Reproduce verbatim the records below, starting at the line that contains "Practice: put a marker on each instance of the large" and continuing through the last line of the records, including both ends.

◆ Listed entries:
☆ ☆ ☆ ☆
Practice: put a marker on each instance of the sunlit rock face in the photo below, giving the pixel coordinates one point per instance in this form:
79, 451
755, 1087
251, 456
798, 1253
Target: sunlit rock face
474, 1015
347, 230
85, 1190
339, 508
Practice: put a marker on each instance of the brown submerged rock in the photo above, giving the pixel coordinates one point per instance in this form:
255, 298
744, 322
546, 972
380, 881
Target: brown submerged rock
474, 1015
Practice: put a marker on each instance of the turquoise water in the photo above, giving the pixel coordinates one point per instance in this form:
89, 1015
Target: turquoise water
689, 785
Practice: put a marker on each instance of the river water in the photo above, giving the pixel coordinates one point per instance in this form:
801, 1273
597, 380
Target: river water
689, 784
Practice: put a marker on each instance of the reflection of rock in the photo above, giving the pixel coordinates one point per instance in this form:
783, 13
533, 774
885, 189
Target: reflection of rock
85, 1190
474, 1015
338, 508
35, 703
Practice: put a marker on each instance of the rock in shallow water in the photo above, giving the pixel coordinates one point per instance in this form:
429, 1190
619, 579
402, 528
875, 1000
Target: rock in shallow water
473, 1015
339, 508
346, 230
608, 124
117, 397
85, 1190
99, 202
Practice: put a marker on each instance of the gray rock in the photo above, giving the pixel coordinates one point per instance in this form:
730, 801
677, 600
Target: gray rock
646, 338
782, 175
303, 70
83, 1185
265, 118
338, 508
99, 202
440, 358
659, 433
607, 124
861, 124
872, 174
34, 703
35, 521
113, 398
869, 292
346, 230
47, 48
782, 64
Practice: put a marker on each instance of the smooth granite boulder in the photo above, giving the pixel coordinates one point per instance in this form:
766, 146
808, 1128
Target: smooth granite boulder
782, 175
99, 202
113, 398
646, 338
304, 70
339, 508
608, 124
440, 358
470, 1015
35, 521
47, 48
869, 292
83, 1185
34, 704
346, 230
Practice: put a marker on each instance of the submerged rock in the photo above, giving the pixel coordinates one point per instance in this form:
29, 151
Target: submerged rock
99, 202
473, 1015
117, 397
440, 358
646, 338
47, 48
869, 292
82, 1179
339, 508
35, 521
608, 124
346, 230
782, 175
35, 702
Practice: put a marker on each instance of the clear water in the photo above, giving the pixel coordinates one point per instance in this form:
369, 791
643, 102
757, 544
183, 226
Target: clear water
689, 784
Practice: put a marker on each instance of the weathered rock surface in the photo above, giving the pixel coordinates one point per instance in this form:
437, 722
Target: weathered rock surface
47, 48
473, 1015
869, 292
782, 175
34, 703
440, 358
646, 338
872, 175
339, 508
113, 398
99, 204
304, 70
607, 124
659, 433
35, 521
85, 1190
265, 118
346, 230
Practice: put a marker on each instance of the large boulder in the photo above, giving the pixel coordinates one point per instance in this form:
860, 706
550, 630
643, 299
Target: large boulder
☆ ☆ ☆ ☆
◆ Response to this exercise:
Practice: put a marker on each instance of the large boulder in the photo above, giving the pixel coordinates one point per instance in this form:
860, 706
550, 630
643, 299
Target: large boulder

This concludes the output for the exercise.